Supplied passage:

- Opening Delimiter -

This new focus on labor productivity ties to how value is generated in an economy that, for its development level, has historically leaned more on goods than services. TsMAKP’s research highlights that, beyond oil and gas extraction, Russia’s most productive sectors are information and communications tech and financial services ($ 210−225,000 value created per employee), followed by petrochemicals, metallurgy, and commercial services ($ 118−135,000 per employee). SME cutbacks likely hit less productive firms hardest.
Economic sovereignty has long been Russia’s elusive quest for autarky. Beyond its difficulty, autarky impoverishes. If other countries produce a needed good or commodity more cheaply—or at similar cost but higher quality—than your own producers, you’re effectively raising domestic prices without necessarily boosting productivity enough to offset them. Repeat this across industries, and consumption shrinks. Weaker consumption reduces businesses’ incentive to invest in more goods or services. Lower investment then slows wage growth, as all investment—from construction to software—drives labor demand by creating jobs to staff new capacity.
Aleksashenko, Inozemtsev, and Nekrasov base their case for the regime’s enduring public support and war stamina on assumptions that don’t fully align with the data. They assume real wages have risen for the working class, with the import-reliant rich bearing the brunt of price hikes. Yet official data, despite its flaws, shows no significant shift in household consumption patterns. Typically, as wealth grows, spending shifts from housing and staples to discretionary goods, services, and savings. Rosstat’s releases show no such trend. Meanwhile, the wealthiest—those in financial services, sanctions arbitrage, or high-productivity sectors outside oil and gas—are best shielded from inflation due to their pay and productivity. The authors suggest that the surge in ruble savings since the invasion, fueled by war payouts and wage gains, provides psychological comfort. But with housing and vehicle costs soaring—Chinese imports have displaced domestic production, and local prices align with them—these savings look defensive. Inflation and uncertainty may be worse than assumed if people aren’t spending more on big purchases or investing.

- Closing Delimiter -

Records shown:

- Opening Delimiter -

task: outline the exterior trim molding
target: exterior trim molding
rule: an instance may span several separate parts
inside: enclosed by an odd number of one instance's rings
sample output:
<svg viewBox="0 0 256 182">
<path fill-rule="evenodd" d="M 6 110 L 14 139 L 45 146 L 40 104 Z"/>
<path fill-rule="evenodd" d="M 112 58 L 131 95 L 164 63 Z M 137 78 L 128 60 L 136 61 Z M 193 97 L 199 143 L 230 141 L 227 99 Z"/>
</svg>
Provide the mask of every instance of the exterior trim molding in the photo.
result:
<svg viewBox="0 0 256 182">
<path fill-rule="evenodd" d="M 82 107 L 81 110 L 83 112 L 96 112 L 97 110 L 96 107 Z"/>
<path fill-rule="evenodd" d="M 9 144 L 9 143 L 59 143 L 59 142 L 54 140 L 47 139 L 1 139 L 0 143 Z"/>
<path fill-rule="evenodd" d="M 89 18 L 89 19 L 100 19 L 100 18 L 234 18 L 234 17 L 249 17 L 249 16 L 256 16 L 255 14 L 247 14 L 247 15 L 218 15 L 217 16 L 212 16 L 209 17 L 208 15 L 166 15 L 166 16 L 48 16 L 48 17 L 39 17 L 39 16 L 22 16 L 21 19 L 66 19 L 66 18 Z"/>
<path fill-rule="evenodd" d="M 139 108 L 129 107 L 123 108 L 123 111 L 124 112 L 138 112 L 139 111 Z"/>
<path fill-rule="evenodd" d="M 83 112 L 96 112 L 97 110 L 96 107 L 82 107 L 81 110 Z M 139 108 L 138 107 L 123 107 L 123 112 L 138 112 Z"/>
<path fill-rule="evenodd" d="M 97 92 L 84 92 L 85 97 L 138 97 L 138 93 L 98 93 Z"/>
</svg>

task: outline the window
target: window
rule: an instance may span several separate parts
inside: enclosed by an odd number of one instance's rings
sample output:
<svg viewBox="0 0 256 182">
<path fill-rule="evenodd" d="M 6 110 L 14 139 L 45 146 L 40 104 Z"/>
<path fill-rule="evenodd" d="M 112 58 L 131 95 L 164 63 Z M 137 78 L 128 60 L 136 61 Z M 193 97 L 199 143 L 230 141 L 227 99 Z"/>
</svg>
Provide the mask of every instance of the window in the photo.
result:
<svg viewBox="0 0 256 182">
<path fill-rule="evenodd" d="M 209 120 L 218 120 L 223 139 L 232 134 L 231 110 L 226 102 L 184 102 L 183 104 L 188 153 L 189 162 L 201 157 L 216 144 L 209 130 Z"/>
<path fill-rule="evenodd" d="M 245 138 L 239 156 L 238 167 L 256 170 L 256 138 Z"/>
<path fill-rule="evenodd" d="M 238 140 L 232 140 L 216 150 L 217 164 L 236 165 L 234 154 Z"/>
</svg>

- Closing Delimiter -

Rewrite the passage on Russia's economy from "Economic sovereignty has" to "staff new capacity.", putting "self-sufficiency" in place of "autarky".

Response box:
Economic sovereignty has long been Russia’s elusive quest for self-sufficiency. Beyond its difficulty, self-sufficiency impoverishes. If other countries produce a needed good or commodity more cheaply—or at similar cost but higher quality—than your own producers, you’re effectively raising domestic prices without necessarily boosting productivity enough to offset them. Repeat this across industries, and consumption shrinks. Weaker consumption reduces businesses’ incentive to invest in more goods or services. Lower investment then slows wage growth, as all investment—from construction to software—drives labor demand by creating jobs to staff new capacity.